EXERCISE DESCRIPTION ::
Copy out every row below word for word, and omit the pictures from your copy.

MATERIAL FOR THIS EXERCISE ::
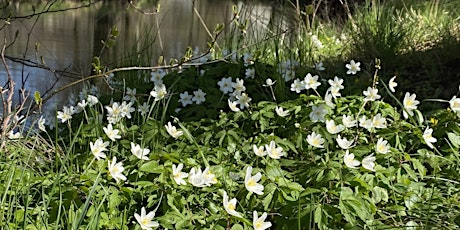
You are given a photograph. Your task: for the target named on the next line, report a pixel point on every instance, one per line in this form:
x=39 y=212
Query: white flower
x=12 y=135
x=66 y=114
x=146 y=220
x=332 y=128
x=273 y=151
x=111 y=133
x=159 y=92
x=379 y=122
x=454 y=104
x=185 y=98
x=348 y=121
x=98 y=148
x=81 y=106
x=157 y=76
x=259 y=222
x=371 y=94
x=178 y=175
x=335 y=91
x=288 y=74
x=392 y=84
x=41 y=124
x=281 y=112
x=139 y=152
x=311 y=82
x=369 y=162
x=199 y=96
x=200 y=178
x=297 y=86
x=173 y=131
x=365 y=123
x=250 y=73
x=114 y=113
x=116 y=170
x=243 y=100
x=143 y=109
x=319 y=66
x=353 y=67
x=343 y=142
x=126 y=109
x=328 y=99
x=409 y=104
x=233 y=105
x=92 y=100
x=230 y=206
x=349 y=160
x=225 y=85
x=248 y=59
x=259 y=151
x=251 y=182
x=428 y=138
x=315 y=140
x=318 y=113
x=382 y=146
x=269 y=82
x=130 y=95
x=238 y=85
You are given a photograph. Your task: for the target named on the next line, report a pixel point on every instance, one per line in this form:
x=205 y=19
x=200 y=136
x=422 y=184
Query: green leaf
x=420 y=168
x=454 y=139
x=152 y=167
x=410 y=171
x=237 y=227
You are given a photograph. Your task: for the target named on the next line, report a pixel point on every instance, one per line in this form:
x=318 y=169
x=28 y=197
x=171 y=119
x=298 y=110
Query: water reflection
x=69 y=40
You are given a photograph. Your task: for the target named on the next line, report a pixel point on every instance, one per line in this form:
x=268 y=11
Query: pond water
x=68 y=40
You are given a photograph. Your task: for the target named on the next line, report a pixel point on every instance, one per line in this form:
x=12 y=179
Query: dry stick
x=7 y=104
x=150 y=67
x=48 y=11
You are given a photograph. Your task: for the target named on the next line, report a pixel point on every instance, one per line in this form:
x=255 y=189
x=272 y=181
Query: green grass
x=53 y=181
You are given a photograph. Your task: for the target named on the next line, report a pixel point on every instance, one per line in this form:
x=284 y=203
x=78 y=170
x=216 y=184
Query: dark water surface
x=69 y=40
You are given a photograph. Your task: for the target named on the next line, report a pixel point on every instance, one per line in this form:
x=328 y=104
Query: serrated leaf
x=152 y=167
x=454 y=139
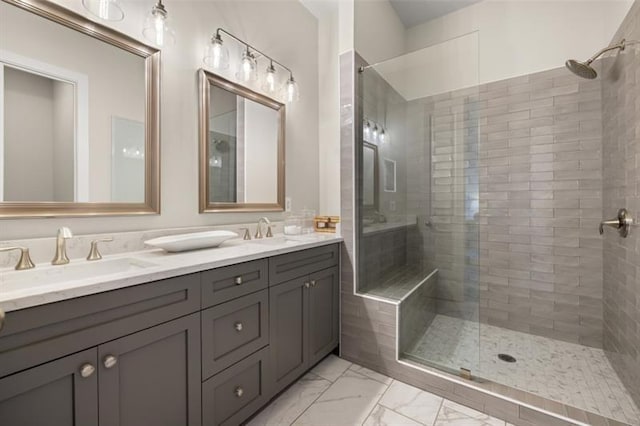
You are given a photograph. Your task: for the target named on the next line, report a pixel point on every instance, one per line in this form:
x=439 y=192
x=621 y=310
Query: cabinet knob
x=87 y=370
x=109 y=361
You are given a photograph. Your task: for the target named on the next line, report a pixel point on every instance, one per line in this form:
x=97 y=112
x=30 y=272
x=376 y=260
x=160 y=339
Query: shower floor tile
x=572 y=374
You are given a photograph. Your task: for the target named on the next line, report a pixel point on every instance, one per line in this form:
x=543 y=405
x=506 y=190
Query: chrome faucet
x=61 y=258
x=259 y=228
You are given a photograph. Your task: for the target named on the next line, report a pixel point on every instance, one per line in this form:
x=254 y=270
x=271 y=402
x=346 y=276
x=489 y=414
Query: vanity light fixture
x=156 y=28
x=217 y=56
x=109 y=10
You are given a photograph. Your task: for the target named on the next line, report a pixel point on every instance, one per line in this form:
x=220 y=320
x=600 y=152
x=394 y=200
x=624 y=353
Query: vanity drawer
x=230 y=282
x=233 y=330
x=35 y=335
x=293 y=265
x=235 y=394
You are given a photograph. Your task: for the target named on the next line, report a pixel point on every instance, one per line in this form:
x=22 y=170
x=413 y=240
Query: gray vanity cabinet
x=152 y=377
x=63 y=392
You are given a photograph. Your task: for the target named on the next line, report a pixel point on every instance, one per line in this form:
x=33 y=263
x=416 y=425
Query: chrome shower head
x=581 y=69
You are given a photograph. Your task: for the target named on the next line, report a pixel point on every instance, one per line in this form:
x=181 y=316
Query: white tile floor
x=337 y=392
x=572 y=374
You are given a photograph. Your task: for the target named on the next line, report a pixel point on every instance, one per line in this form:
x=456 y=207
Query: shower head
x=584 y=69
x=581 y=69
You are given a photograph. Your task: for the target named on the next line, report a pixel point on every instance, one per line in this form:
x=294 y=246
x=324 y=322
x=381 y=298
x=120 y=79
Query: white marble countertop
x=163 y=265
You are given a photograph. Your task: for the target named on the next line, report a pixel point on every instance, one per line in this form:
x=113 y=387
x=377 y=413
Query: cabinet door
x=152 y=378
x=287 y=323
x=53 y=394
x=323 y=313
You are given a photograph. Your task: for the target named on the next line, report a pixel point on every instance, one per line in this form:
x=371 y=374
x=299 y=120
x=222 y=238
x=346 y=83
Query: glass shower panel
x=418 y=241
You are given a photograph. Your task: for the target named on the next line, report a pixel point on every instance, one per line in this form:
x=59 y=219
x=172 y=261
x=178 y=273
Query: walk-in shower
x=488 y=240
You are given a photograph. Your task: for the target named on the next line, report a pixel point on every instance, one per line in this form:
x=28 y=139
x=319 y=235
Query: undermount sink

THE RESULT ::
You are given a photograph. Your task: for the target named on the next line, report a pixel point on every instance, one per line in this form:
x=39 y=212
Query: white flower
x=12 y=135
x=66 y=114
x=146 y=220
x=332 y=128
x=273 y=151
x=111 y=133
x=159 y=92
x=379 y=122
x=454 y=104
x=185 y=98
x=348 y=121
x=98 y=148
x=81 y=106
x=157 y=76
x=259 y=222
x=371 y=94
x=178 y=175
x=335 y=91
x=288 y=74
x=392 y=84
x=41 y=124
x=281 y=112
x=139 y=152
x=311 y=82
x=369 y=162
x=199 y=96
x=200 y=178
x=297 y=86
x=173 y=131
x=365 y=123
x=250 y=73
x=114 y=113
x=116 y=170
x=243 y=100
x=143 y=109
x=319 y=66
x=353 y=67
x=343 y=142
x=126 y=109
x=328 y=99
x=409 y=104
x=233 y=105
x=92 y=100
x=230 y=206
x=349 y=160
x=225 y=85
x=248 y=59
x=259 y=151
x=251 y=182
x=428 y=138
x=315 y=140
x=318 y=113
x=382 y=146
x=269 y=82
x=130 y=95
x=238 y=85
You are given a photograph. Your task: for the target named on the next line, report a pixel point on every instance, one per line in this form:
x=205 y=19
x=200 y=136
x=422 y=184
Query: green leaf
x=420 y=168
x=454 y=139
x=152 y=167
x=410 y=171
x=237 y=227
You are given a photograph. Your task: for the target named on the next line, report a pixel point on every instance, one per line in this form:
x=318 y=169
x=28 y=197
x=171 y=119
x=298 y=110
Query: water reflection
x=69 y=40
You are given a photograph. Your task: for the target named on the next line, report a pixel point on every instance, one per line in this form:
x=268 y=11
Query: pond water
x=68 y=40
You are given a photograph. Your task: for the target named on the next line, report a pixel point on every instance, one per line in this form:
x=12 y=179
Query: dry stick
x=7 y=104
x=150 y=67
x=48 y=11
You are given a photograph. Your task: for the target named on the next line, report a pixel point on every instance, one per line in this form:
x=255 y=189
x=272 y=181
Query: green grass
x=53 y=181
You are given a photograph. Your task: for the target named on the next line, report a pixel point on every instance, one per line in this form:
x=284 y=203
x=78 y=170
x=216 y=184
Query: dark water surface
x=69 y=40
You are given a photograph. Your task: for the target named on the next line, report a pixel point on every instance, one per line in this form:
x=328 y=104
Query: serrated leaf
x=152 y=167
x=454 y=139
You are given a photograph. Your task: for the target named on the next line, report a pixel point on every instance, one per line in this form:
x=439 y=192
x=621 y=310
Query: cabinet knob
x=87 y=370
x=109 y=361
You are given a photograph. Your task: for the target named on the next line, report a pixel point on every instance, one per line in this form:
x=97 y=112
x=30 y=272
x=376 y=260
x=160 y=339
Query: shower floor tile
x=572 y=374
You are given a photograph. Your task: for the target named on the next line, report a pixel point on every instance, one per line in this form:
x=543 y=405
x=506 y=190
Query: chrome faucet
x=61 y=258
x=259 y=228
You are given a photograph. Your task: for the target named on the next line, report a pixel point on every instance, one per line in this form:
x=254 y=270
x=271 y=402
x=346 y=276
x=489 y=414
Query: vanity light fixture
x=156 y=28
x=217 y=56
x=109 y=10
You are given a photograph. Your task: for the target named on the next line, report a pixel point on every instance, one per line in this form:
x=220 y=320
x=600 y=152
x=394 y=200
x=624 y=353
Query: vanity drawer
x=230 y=282
x=233 y=330
x=35 y=335
x=293 y=265
x=235 y=394
You are given a photograph. Your task: for the target named on the next line, report a pixel point on every instance, one per line in this form:
x=22 y=170
x=413 y=240
Query: gray vanity cabinet
x=152 y=377
x=63 y=392
You are given a photograph. Your task: for the target named on the next line, report a pixel point on every instance, one per line in this form:
x=33 y=263
x=416 y=425
Query: chrome shower head
x=581 y=69
You are given a photograph. Your task: for the target named on the next line, report a pixel point on every instance, one per line in this form:
x=181 y=316
Query: white tile floor
x=337 y=392
x=572 y=374
You are given a photograph. Your task: for the target named on the next line, report a pixel point on every instance, one per line in this form:
x=456 y=207
Query: shower head
x=584 y=69
x=581 y=69
You are given a photograph. Your task: for the target named on the next line, report a pixel point on every instance, one per line in this form:
x=294 y=246
x=324 y=322
x=381 y=298
x=120 y=79
Query: white marble countertop
x=163 y=265
You are given a photograph. Your task: for the target named on the next line, report a pixel point on every instance, one per line in this form:
x=113 y=387
x=377 y=413
Query: cabinet door
x=152 y=378
x=287 y=323
x=53 y=394
x=323 y=313
You are given a photograph. Your task: for the target named on the next line, report a pixel point on every instance, one per line in this form:
x=371 y=374
x=299 y=120
x=222 y=238
x=346 y=83
Query: glass shower panel
x=418 y=241
You are given a photograph. Your task: for the target named on the next line, report a pixel point on every instance, one per line in this form:
x=59 y=219
x=172 y=261
x=178 y=273
Query: walk-in shower
x=488 y=240
You are given a photograph. Your task: for the target named on the next line, report a pixel point on every instance, one per line in this form:
x=28 y=139
x=319 y=235
Query: undermount sink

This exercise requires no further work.